▸ **Tarefas**
A: Traduz para inglês a seguinte frase do documento de origem: "A rocha do lado esquerdo é fabulosa, está espectacular."
B: Responde, com base no documento de origem, a estas perguntas:
(i) Quanto pesam as duas peças enormes que foram arranjadas por especial favor?
(ii) Segundo Ricardo Pinto, que efeito pode causar no futuro subir mais o lado direito?
(iii) De que se queixa o amigo de Ricardo Pinto em relação aos peixes?
C: Copia do documento de origem o trecho entre "Do lado esquerdo a" e "correu bem, obrigado.", inclusive.

▸ **Documento de origem**
==================================================

Olá Ricardo,essa viagem correu bem?

Obrigado pela tua opinião,de facto não estas a por a colherada apenas estas a dar a tua opinião,e as vezes quem esta por fora vê as coisas de uma maneira diferente seja ela errada ou certa do que eu aqui ao vivo,mas de qualquer modo do lado direito não da para tirar aquela rocha do circulo,pois são peças únicas não foram coladas,apenas dois braços foram colados e por isso não há hipótese,agora que achas de subir um pouco mais com uma peça que encaixe bem ali??
Do lado esquerdo a mesma coisa,e quase tudo uma única peça,foram peças que me arranjaram por especial favor e sao enormes,uma pesa 25 kilos e outra 22 kilos,pois é muito mais natural e bonito serem peças únicas e fica mais agradável.
Que achas Ricardo de subir então o lado direito?
Quanto a espuma é tipo poliuterano só que própria para aquario e cura muito rápido,serve para colar e para modelar os layouts como por exemplo cobrir a coluna seca, disfarça muito bem e como é escura melhor ainda,da para fazer muita coisa mesmo

----------


## Ricardo Pinto

A viagem correu bem, obrigado.

Então eu não mexia mais, assim está bom, bastante espaço para colocar os corais. Subir mais o lado direito pode causar um efeito de  "sombra" no futuro. 
Só mais uma coisa... tens espaço para os peixes se esconderem? Um amigo, que recentemente montou um aquário com um layout parecido com o teu, queixa-se que por vezes nota os peixes "stressados" por não terem onde se esconder.

A rocha do lado esquerdo é fabulosa, está espectacular.

E a espuma... o que faz ao certo?

----------


## Paulo Bravo

Olá Ricardo

Eu estava a dizer por mais uma pela em cima mas encostada não ia encher nada nem destabilizar o layout apenas ficava encostada fazendo um efeito mais alto para evitar a simetria entre as duas partes.

==================================================

▸ **Dados fornecidos**
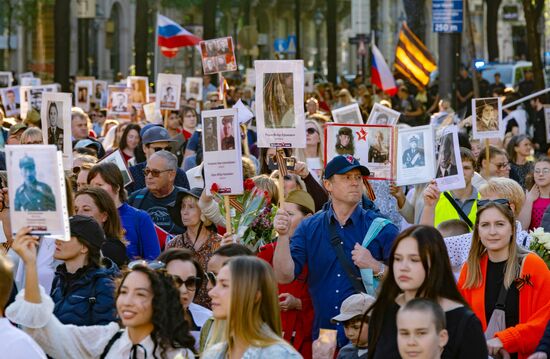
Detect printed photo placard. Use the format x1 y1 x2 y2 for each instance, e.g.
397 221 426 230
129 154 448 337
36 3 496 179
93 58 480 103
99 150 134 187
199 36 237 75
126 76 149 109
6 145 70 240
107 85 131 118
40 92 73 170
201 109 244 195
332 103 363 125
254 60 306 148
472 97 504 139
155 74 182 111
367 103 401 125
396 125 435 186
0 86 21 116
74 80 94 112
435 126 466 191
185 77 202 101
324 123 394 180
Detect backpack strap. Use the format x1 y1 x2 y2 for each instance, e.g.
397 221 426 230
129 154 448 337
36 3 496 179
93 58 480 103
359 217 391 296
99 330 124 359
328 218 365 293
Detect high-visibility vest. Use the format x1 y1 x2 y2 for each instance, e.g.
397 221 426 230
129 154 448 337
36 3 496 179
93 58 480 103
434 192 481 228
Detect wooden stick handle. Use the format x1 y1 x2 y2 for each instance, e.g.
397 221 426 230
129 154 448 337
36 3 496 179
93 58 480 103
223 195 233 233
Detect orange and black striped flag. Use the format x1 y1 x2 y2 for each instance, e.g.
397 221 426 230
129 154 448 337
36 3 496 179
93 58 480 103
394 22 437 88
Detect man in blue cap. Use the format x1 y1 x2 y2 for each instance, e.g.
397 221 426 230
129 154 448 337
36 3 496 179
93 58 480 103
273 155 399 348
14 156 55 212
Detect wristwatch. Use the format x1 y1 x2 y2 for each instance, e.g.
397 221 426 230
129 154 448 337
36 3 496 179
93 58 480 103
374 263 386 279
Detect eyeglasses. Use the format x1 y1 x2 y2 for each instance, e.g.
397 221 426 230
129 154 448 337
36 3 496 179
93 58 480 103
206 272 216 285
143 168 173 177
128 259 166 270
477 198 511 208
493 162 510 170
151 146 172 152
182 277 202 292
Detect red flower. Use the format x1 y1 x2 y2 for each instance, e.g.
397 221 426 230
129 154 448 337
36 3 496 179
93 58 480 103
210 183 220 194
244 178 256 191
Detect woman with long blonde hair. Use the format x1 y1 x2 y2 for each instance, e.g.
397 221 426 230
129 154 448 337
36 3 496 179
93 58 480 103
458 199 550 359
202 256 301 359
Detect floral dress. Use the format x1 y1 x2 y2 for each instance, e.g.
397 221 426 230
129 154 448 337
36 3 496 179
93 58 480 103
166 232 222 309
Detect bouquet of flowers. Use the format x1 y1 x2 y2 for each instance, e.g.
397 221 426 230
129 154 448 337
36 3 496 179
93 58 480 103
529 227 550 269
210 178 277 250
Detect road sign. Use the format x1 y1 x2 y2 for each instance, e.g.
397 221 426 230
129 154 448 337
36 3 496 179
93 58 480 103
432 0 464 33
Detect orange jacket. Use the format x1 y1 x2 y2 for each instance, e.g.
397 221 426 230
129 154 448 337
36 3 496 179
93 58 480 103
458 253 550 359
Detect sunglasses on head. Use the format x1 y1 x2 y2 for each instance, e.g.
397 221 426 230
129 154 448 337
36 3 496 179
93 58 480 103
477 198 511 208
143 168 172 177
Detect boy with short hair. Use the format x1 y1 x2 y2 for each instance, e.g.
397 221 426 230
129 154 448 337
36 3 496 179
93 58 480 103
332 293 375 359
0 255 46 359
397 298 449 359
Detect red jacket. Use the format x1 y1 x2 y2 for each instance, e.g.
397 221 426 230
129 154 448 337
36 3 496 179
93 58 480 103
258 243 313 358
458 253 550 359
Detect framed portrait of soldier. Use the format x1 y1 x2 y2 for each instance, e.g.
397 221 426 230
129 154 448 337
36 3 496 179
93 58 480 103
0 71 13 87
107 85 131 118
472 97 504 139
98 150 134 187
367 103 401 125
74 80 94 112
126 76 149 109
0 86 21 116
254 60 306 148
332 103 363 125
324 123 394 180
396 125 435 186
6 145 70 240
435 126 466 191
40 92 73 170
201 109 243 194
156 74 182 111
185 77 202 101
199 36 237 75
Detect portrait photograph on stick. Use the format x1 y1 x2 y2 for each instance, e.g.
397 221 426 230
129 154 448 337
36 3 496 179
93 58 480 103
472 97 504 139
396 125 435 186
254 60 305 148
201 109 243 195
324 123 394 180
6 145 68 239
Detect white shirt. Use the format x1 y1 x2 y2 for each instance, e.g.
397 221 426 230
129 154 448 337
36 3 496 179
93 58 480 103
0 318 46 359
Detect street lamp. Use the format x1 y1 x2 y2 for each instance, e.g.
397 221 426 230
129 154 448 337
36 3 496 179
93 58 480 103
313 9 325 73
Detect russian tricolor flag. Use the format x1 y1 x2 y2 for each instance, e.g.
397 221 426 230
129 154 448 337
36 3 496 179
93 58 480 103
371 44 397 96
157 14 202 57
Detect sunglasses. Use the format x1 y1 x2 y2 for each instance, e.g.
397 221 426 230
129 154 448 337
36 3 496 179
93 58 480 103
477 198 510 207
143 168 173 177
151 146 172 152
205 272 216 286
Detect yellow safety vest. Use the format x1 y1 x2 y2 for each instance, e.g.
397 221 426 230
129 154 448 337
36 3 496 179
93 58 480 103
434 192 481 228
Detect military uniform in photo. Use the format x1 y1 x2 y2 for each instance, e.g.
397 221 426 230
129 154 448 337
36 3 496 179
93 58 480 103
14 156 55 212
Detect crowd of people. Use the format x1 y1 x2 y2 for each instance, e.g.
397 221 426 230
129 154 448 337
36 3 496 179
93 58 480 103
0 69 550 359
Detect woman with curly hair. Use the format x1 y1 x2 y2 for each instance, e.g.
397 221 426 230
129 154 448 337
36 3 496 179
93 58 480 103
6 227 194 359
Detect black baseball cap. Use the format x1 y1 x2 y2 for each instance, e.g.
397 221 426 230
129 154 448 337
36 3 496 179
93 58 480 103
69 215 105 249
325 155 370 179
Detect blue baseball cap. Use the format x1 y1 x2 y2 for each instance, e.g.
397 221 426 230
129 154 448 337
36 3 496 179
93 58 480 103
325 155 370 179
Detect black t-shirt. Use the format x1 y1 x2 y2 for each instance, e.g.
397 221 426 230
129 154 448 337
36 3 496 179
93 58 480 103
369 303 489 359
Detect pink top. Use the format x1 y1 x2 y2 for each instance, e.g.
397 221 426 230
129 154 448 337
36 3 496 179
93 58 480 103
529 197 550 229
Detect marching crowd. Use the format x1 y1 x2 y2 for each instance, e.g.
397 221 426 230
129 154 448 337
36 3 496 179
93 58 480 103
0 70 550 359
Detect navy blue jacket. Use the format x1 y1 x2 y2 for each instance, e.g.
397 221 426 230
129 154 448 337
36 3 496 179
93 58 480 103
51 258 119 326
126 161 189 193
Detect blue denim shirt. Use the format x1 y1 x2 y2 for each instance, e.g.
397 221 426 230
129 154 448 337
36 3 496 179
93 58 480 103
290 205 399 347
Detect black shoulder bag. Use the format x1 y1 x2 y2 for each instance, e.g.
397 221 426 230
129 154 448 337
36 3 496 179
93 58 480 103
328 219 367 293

==================================================

▸ **Respostas desenvolvidas**
A: The rock on the left side is fabulous; it looks spectacular.

B:
(i) Uma pesa 25 kilos e a outra 22 kilos.
(ii) Pode causar um efeito de "sombra".
(iii) Queixa-se de que por vezes nota os peixes "stressados" por não terem onde se esconder.

C:
Do lado esquerdo a mesma coisa,e quase tudo uma única peça,foram peças que me arranjaram por especial favor e sao enormes,uma pesa 25 kilos e outra 22 kilos,pois é muito mais natural e bonito serem peças únicas e fica mais agradável.
Que achas Ricardo de subir então o lado direito?
Quanto a espuma é tipo poliuterano só que própria para aquario e cura muito rápido,serve para colar e para modelar os layouts como por exemplo cobrir a coluna seca, disfarça muito bem e como é escura melhor ainda,da para fazer muita coisa mesmo

----------


## Ricardo Pinto

A viagem correu bem, obrigado.